## TEXTO DADO:
=======

No me parece necesario detenerme más que algunas escasas líneas en mencionar a aquellos que como el hermano de Visitación salieron huyendo ante el panorama calamitoso y miran desde las brumosas lejanías, seguramente con nostalgia, el acontecer de su patria. Solo diré que no es mi intención justificarlos ni juzgarlos, mi interés se centra todo en quienes permanecen haciendo frente al candelero; pero recordaré que en la historia fantástica este personaje regresa después de muchos años, cuando ya Macondo ha superado la peste, y la gente lo recibe sin reproches.

Retomando: esta peste favorece a los enemigos del pueblo, cuya memoria, lo dije líneas arriba, se mantiene incólume y luminosa. Un pueblo de bobos, comandado por un grupo de esbirros también bobos, es lo más conveniente para mantener la maquinaria del sistema trabajando a todo vapor. Es pues el mismo sistema, a través de sus comisarios, quien nos ha venido inoculando esta peste endemoniada. En este capítulo se trata de la familia Mendoza y sus Empresas Polar con todo y sus propagandas de cursi factura, la Cadena Capriles, algunos sectores de la Academia, la Iglesia, la Banca privada, los terratenientes, las corporaciones farmacéuticas, los generadores de contenidos de difusión masiva, y en general, como he venido nominando desde hace un rato, todos los dueños y señores de los medios de producción, sea cual el sea el producto que venden, material o inmaterial, por minúsculo e inofensivo que parezca; de los cuales, huelga decir, nos han hecho vergonzosamente dependientes.

=======

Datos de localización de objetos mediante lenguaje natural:
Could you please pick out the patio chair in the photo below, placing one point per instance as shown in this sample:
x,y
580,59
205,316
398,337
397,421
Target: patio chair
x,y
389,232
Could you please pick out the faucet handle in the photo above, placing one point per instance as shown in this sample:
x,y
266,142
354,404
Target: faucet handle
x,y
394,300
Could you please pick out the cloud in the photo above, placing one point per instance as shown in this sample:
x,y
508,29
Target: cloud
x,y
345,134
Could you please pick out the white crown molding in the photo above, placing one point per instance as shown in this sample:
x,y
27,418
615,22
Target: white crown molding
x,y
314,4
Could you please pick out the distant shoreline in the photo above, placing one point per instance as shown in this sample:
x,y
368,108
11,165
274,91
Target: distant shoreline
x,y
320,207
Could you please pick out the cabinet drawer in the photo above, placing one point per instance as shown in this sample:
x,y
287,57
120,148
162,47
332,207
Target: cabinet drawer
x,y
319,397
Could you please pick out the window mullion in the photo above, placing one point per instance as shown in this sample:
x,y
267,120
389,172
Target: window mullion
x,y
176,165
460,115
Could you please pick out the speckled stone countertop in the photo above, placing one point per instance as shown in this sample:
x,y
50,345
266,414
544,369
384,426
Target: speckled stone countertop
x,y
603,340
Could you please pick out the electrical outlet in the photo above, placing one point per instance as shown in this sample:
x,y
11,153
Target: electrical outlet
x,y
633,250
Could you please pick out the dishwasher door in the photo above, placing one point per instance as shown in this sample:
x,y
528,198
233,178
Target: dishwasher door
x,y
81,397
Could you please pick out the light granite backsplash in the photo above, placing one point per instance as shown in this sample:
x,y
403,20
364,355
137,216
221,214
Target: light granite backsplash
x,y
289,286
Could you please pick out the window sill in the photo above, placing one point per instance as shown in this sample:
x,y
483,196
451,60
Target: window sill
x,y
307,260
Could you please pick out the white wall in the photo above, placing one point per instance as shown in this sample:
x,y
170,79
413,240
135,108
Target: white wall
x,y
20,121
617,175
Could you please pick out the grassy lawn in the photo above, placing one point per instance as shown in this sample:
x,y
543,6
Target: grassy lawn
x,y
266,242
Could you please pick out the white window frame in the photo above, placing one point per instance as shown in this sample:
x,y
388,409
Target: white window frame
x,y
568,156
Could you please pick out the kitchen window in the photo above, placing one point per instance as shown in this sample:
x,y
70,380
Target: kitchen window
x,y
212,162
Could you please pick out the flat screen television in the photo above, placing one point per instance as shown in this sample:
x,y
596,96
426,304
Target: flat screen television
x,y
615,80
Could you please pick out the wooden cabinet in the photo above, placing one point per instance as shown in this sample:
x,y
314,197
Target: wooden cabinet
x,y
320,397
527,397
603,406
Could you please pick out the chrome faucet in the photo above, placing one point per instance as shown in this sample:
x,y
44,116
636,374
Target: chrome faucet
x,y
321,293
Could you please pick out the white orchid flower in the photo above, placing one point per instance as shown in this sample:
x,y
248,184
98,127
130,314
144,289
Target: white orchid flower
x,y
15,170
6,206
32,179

=======

## EJERCICIOS:
1 - En el texto sobre la peste, enumera los actores que se mencionan después de "En este capítulo se trata de" y antes de "y en general".
2 - Continúa el texto sobre la peste a partir de su última oración.

## RESPUESTAS:
1 -
- La familia Mendoza y sus Empresas Polar
- La Cadena Capriles
- Algunos sectores de la Academia
- La Iglesia
- La Banca privada
- Los terratenientes
- Las corporaciones farmacéuticas
- Los generadores de contenidos de difusión masiva

2 -
Es cierto que no han encontrado un enemigo fácil. Casi dos décadas de actividad bélica, de toda índole, contra este pueblo parado habla del tamaño de su dignidad. Así como en la novela del Gabo la familia Buendía ideó maneras de responder a los embates de la peste y se negó a resignarse a las miserias que prometía la desmemoria, el pueblo venezolano consciente ha identificado y definido los símbolos y valores que no se deben perder en las miasmas del olvido. Dice el narrador en Cien años de soledad que en el afán de los insomnes por resistirse a la peste, cuando empezaron a marcar todas las cosas con letreros, “en la entrada del camino de la ciénaga se había puesto un anuncio que decía Macondo y otro más grande en la calle central que decíaDios existe”, esos parecían ser los absolutos más caros de recordar para aquella comunidad. Yo estoy segura de que en un sentido figurado nosotros estamos haciendo lo mismo, hemos colocado para nosotros y para el mundo un gran anuncio que dice Venezuela, y otro enorme que grita Pueblo libre.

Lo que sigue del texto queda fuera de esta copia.